* SHORT TASK:
Rewrite the records below, putting "Hello" in place of every "Hi annotator" and keeping everything else the same.

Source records
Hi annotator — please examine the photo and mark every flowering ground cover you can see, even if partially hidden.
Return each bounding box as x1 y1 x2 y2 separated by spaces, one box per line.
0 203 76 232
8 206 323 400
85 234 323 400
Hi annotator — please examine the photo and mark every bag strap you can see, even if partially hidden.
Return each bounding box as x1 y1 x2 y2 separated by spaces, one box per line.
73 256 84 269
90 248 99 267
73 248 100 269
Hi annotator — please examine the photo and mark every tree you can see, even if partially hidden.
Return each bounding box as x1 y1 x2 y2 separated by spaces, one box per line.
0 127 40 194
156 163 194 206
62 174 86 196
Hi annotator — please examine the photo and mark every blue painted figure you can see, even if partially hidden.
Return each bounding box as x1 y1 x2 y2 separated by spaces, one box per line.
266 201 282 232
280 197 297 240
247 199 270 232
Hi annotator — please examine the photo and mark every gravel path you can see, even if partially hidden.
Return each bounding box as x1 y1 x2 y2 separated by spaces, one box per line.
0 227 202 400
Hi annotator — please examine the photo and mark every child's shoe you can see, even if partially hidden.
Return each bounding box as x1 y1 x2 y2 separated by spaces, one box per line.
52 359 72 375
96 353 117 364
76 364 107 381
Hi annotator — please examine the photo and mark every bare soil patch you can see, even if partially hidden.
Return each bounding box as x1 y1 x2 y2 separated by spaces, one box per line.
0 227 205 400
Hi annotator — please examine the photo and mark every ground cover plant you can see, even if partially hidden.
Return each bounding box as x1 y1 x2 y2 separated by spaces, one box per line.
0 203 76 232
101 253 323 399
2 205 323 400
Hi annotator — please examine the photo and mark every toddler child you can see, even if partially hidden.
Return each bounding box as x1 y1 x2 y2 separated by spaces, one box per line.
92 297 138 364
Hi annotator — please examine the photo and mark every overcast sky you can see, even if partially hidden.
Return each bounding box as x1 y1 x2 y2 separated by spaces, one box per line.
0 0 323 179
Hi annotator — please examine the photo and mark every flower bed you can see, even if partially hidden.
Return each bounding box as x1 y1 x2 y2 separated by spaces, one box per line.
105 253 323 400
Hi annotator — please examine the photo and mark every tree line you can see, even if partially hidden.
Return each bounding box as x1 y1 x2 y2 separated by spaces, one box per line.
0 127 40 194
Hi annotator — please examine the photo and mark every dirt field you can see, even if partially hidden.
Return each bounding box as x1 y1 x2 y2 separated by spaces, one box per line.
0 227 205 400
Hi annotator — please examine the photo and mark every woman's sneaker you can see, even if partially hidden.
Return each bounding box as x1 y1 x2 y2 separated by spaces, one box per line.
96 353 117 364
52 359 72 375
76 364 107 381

* ANSWER TO THE EXERCISE:
Hello — please examine the photo and mark every flowering ground cover you can see, even if partially hidden.
Return each bounding box as x1 y1 x2 y2 separated by spaces, one box per line.
0 203 76 232
8 206 323 400
85 234 323 400
Hello — please examine the photo and mark every bag strap you can see, even if partially hidden.
Return each bounding box as x1 y1 x2 y2 separated by spaces, one box per line.
73 256 84 269
90 248 99 267
73 248 100 269
Hello — please examine the photo and mark every tree you can see, even if partially hidden.
Return each bounding box as x1 y1 x2 y2 separated by spaces, one box per line.
0 127 40 194
156 163 194 206
62 174 86 196
Hello — please examine the photo and mark every blue painted figure you can see, even if partially hidden.
Return each bounding box as x1 y1 x2 y2 separated by spaces, one box per line.
266 201 282 232
280 197 297 240
247 199 270 232
Hello — please examine the photo and mark every gravel path you can see, even if partially hidden.
Return each bounding box as x1 y1 x2 y2 separated by spaces, one box per line.
0 227 202 400
Hello — please examine the photo and mark every child's shoe you can see, even if partially hidden.
Return each bounding box as x1 y1 x2 y2 separated by spaces, one box per line.
52 359 72 375
96 353 117 364
76 364 107 381
Hello — please examine the photo and mark every bare soil patch you can see, even if partially hidden.
Return each bounding box as x1 y1 x2 y2 separated by spaces, one box per line.
0 227 205 400
Hello — please examine the photo and mark every ground cover plant you can see, even if partially hidden.
Return each bounding box as x1 y1 x2 y2 separated by spaces, one box per line.
0 203 76 232
101 253 323 399
2 205 323 400
Hello — please examine the photo and mark every toddler child you can see, even if partially hidden.
Return each bounding box as x1 y1 x2 y2 separated by spaces, one box per line.
92 297 138 364
Hello — please examine the photo and mark every overcast sky you can see, even if partially hidden.
Return each bounding box as x1 y1 x2 y2 separated by spaces, one box per line.
0 0 323 179
Hello — please examine the photo and mark every flower bed you can see, even if partially hidden.
Return each bounding box as x1 y1 x2 y2 separated by spaces, one box per line.
105 253 323 400
Hello — please examine the photo and mark every tree line you can see, even if partially hidden.
Return each bounding box as x1 y1 x2 y2 separated by spaces, one box per line.
0 127 40 194
Hello — please examine the photo and mark every dirt field you can see, even if partially hidden.
Return each bounding box as x1 y1 x2 y2 separated by spaces, one box per line.
0 227 205 400
Hello — please examine the photo and mark every woman's sneaker you can see, even if partially hidden.
Return each bounding box as x1 y1 x2 y2 separated by spaces, one box per line.
96 353 117 364
52 359 72 375
76 364 107 381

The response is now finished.